TEXT SECTION
# speed light



## daph1980 (Jan 21, 2018)

I'm very new to photography and I have a canon t6 and my question is what do most of you use a speed light for and what one do you suggest that won't break the bank?


----------



## ac12 (Jan 21, 2018)

When there isn't enough natural/ambient light; home and restaurant parties, banquets, etc.

The Yongnuo flashes seem to be recommended by many, and they are a LOT cheaper than the Canon flashes.

You will also want a flash bracket, to raise the flash higher above the lens axis.
This is an outrageously cheap bracket.  I have one, and I think it used to be a $70 bracket.
https://www.amazon.com/gp/product/B00009UTLU/ref=ox_sc_sfl_title_12?ie=UTF8&psc=1&smid=ATVPDKIKX0DER

And you will need a connecting cable, which I don't have a link for.


----------



## khakoo (Jan 22, 2018)

Broadly speaking, speedlights are the portable solution where we need to increase the light level and / or create our own lighting qualities. Most of us with more than a casual interest in photography own several. For a beginner, the most likely requirement is to help cope with low lighting indoors, usually shooting events or portraits. For these purposes look for a dedicated speedlight with a tilt, swivel, zoom head so the light quality can be improved by bouncing off a nearby surface. In this context "dedicated" means the unit communicates with your make of camera to achieve correct automatic exposure. This is useful, for example, when shooting people engaged in activities such that the conditions are rapidly changing.

I disagree with the recommendation by ac12 (sorry). These days most of us operate off-camera flash with wireless triggers, or more sophisticated controllers that can adjust multiple speedlights remotely. Many advanced speedlights even have these functions built-in. Simple triggers are very inexpensive and much more versatile than cables. I also wouldn't recommend a flash bracket unless you found a particular need for one. Long ago they were one of few options available to help improve results from on-camera flash, but the difference made by a flash bracket is minimal and there are countless other accessories to consider, such as collapsible softboxes and reflectors. In most situations the bounce head itself is going to be preferable to the modest difference made by mounting on a bracket.

RECORDED DATA

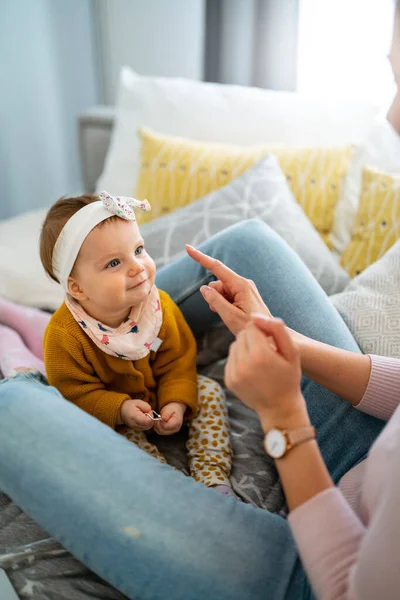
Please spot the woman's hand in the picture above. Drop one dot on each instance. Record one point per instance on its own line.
(233, 297)
(263, 370)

WORK TO COMPLETE
**a)** Answer these questions about the forum thread on speed lights, one answer per line marked to match:
(i) What camera does the first poster say they have?
(ii) Which flashes does ac12 say are a lot cheaper than the Canon flashes?
(iii) According to khakoo, what does "dedicated" mean for a speedlight?
**b)** Write a continuation of the forum thread on speed lights, starting after its final sentence.

RESPONSES
**a)**
(i) A Canon t6.
(ii) The Yongnuo flashes.
(iii) The unit communicates with your make of camera to achieve correct automatic exposure.

**b)**
Camera manufacturers' own speedlights offer very poor value for money. Yongnuo speedlights are indeed popular as they offer a lot of specification for a very low price. I don't own any of those but I have some from another well regarded budget brand, Neewer. My currently preferred speedlights are from Godox, whose products tend to be of superior construction and design for only a little more money than the cheapest brands. I strongly recommend the Godox TT685C, which pleased me so much the first time I used it I immediately bought another. If that isn't cheap enough let us know your budget, and ideally the kind of photos you plan to take, so we can make appropriate suggestions.


----------



## stk (Jan 22, 2018)

I use speedlights in two different ways. First is on camera, I'll then use it bounced off the ceiling or walls for low light indoor shooting. Direct flash "never" looks good. For this kind of use I prefer a speedlight with TTL as I use this technique most for fast snapshots.

The second way I use flash is off camera and with light modifiers. This field is way to comprehensive to teach in a forum post, and I'm just starting to get the hang of it myself. But I do have a flash recommendation if you don't need TTL (and I don't think you do), and that is Yongnuo YN560 III + a Yongnuo TX560 (wireless transmitter). I have 3 YN560 IV* + TX560 and it's more than enough to start learning as well as produce some good pictures. If you want something even cheaper you can look at the YN560 and trigger it optically with your built in flash.

*The difference between YN560 III and YN560 IV is only that the IV can be used as a transmitter, which you don't need if you have the TX560.


----------



## ronlane (Jan 22, 2018)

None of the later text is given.